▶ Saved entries
>>>

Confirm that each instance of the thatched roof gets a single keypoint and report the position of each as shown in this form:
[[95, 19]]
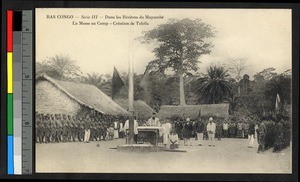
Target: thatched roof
[[192, 111], [140, 107], [87, 95]]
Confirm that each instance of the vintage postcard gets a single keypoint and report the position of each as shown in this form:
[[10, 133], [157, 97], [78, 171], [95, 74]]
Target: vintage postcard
[[163, 90]]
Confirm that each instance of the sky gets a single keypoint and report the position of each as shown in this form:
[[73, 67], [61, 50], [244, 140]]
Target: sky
[[262, 36]]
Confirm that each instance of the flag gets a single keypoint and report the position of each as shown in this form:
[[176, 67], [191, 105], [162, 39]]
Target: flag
[[145, 82], [277, 104], [117, 83]]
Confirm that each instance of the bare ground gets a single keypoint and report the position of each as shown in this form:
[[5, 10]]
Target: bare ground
[[228, 156]]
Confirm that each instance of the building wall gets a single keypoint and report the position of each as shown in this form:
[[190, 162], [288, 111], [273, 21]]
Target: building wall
[[51, 100]]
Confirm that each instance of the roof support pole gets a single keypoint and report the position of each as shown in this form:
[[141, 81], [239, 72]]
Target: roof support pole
[[130, 92]]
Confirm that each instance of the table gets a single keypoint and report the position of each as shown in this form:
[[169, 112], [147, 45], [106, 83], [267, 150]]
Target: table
[[149, 134]]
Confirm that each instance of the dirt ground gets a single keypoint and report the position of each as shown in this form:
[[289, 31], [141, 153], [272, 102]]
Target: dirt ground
[[228, 156]]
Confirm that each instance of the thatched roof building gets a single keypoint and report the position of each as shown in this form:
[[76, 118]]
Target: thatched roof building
[[55, 97], [140, 107], [192, 111]]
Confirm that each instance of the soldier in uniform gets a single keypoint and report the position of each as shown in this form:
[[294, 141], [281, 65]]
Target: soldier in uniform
[[58, 131], [53, 129], [232, 128], [278, 135], [47, 129], [37, 129], [239, 129], [64, 132], [245, 128], [74, 129], [87, 130], [81, 130], [93, 131], [261, 134], [219, 128], [69, 129]]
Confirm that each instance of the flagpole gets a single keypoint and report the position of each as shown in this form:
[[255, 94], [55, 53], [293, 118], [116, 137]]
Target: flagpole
[[130, 91]]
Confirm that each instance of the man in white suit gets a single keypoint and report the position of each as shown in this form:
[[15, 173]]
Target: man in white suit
[[211, 130]]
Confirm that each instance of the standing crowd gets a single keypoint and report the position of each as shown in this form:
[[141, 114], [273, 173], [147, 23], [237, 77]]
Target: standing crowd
[[269, 131]]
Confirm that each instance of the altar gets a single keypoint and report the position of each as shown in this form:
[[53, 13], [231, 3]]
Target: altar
[[149, 134]]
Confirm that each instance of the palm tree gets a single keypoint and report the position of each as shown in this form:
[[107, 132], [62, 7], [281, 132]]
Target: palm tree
[[215, 86]]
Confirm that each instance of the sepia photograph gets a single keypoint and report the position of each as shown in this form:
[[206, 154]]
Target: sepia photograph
[[189, 90]]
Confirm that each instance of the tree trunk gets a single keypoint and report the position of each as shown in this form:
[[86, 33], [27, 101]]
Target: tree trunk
[[181, 90]]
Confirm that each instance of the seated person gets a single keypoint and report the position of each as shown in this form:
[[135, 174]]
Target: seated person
[[173, 139]]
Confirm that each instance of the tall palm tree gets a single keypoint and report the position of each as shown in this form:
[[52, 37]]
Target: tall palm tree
[[215, 86]]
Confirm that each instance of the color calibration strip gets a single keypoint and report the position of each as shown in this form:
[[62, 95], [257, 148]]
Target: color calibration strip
[[17, 88], [19, 92], [10, 141]]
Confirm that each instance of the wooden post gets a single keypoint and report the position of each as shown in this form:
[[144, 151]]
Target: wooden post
[[130, 93]]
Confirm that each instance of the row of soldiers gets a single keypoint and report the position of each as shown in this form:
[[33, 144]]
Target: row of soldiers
[[65, 128], [277, 132], [224, 128]]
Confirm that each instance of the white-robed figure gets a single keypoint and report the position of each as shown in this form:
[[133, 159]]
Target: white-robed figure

<<<

▶ GIVEN EXERCISE
Can you update the material above by replacing "keypoint" with "marker" everywhere and changing nothing else? Leave the pictures out of your answer.

▶ ANSWER TO THIS EXERCISE
Confirm that each instance of the thatched roof gets a single marker and report the position of each as shown in this form:
[[95, 19]]
Target: thatched roof
[[192, 111], [140, 107], [87, 95]]
Confirm that each instance of the vintage postcard gets a single marker and report the position of each as shown in this form:
[[10, 133], [157, 97], [78, 171], [95, 74]]
Target: vintage postcard
[[163, 90]]
Confirm that each instance of the sky gets a single marker and report the position of each as shown in this form:
[[73, 67], [61, 50], [244, 140]]
Target: sky
[[262, 36]]
Confirm that each instance of the flag gets a single marker and report the position of each as shown in this form:
[[176, 67], [191, 105], [162, 39]]
Target: flag
[[145, 82], [277, 104], [117, 83]]
Confirm that each instance of the bare ground gets a single marker and report the position of each as shown in this form:
[[5, 10]]
Target: bare ground
[[228, 156]]
Confirm that each instance of the building wall gets a single marker and report the position of each as shown in this form:
[[190, 162], [288, 111], [273, 21]]
Target: building wall
[[51, 100]]
Confirm that each instance of the roof support pole gets a single marker and report the position of each as shown in this form:
[[141, 81], [239, 72]]
Target: roof support pole
[[130, 92]]
Confirm that each instance of the table gets a single marker and report the position of each as shown in this form:
[[169, 112], [147, 45], [106, 83], [267, 150]]
Target: table
[[149, 134]]
Confirm that each instance of the dirt ground gets a single marker and report the position of each as shown in this form:
[[289, 31], [141, 153], [272, 102]]
Target: dirt ground
[[228, 156]]
Confirm that each instance of the thatched roof building gets a single marker and report the position of each as shown in this form:
[[76, 118]]
Target: thatched roof building
[[55, 97], [140, 107], [192, 111]]
Confirm that each instance of the soldier in uniform gets a single marker and report the position of each as shown in this form:
[[294, 141], [281, 65]]
Target: soldier in uniform
[[58, 131], [53, 129], [232, 128], [278, 135], [47, 129], [37, 129], [239, 129], [64, 132], [245, 128], [74, 129], [87, 130], [81, 130], [93, 131], [261, 134], [219, 128], [69, 129]]
Confirm that each instance of the flagpole gets a single marker and report the position of each as shown in this form:
[[255, 94], [55, 53], [293, 118], [116, 137]]
Target: flagpole
[[130, 91]]
Confirm that each instance of the man in white suit gets a single marker and report the position of each as shown in this form:
[[15, 173]]
Target: man in white suit
[[211, 130]]
Confirm that each instance of the standing crowd gets a single marker and report the position of each as shown in this form:
[[141, 114], [273, 173], [147, 23], [237, 77]]
Target: standing crowd
[[269, 131]]
Confirm that each instance of the altar gets a single marker and report the position of each as shown in this form:
[[53, 13], [231, 3]]
Target: altar
[[149, 134]]
Confirm that each instance of the palm tree gets a single marker and report the position of each as shown in this form:
[[107, 132], [62, 7], [281, 132]]
Target: palm tree
[[215, 86]]
Confirm that each instance of the sepia photograph gets a single marker and report the position of each as shown in this form:
[[206, 154]]
Target: sepia photograph
[[189, 90]]
Confirm that each instance of the tree trunk gets a single marker and report the position of each as shown in this form:
[[86, 33], [27, 101]]
Target: tree trunk
[[181, 90]]
Confirm that each instance of the seated person gets a single marker and report the position of each as shown in this form:
[[135, 174]]
Target: seated person
[[173, 139]]
Confirm that each instance of the tall palm tree gets a single marker and report the position of each as shown in this form:
[[52, 37]]
Target: tall palm tree
[[215, 86]]
Confirm that each instance of the color calibration strip gets a single marker and report the position of each as shown in this form:
[[62, 95], [257, 148]]
Target: color calibration strip
[[17, 88], [19, 92], [10, 141]]
Confirm that each instance of the wooden post gets a single marker and report the position of each as shown in this form:
[[144, 151]]
Target: wooden post
[[130, 93]]
Confirm that each instance of the row of soldiers gets a single marker and report the position of each as shown in this form:
[[33, 144]]
Target: row of soldiers
[[65, 128], [277, 132], [224, 128]]
Confirm that each instance of the white-robed figure gets a single marker and report the position of each as shown in this form:
[[133, 159]]
Target: white-robed figure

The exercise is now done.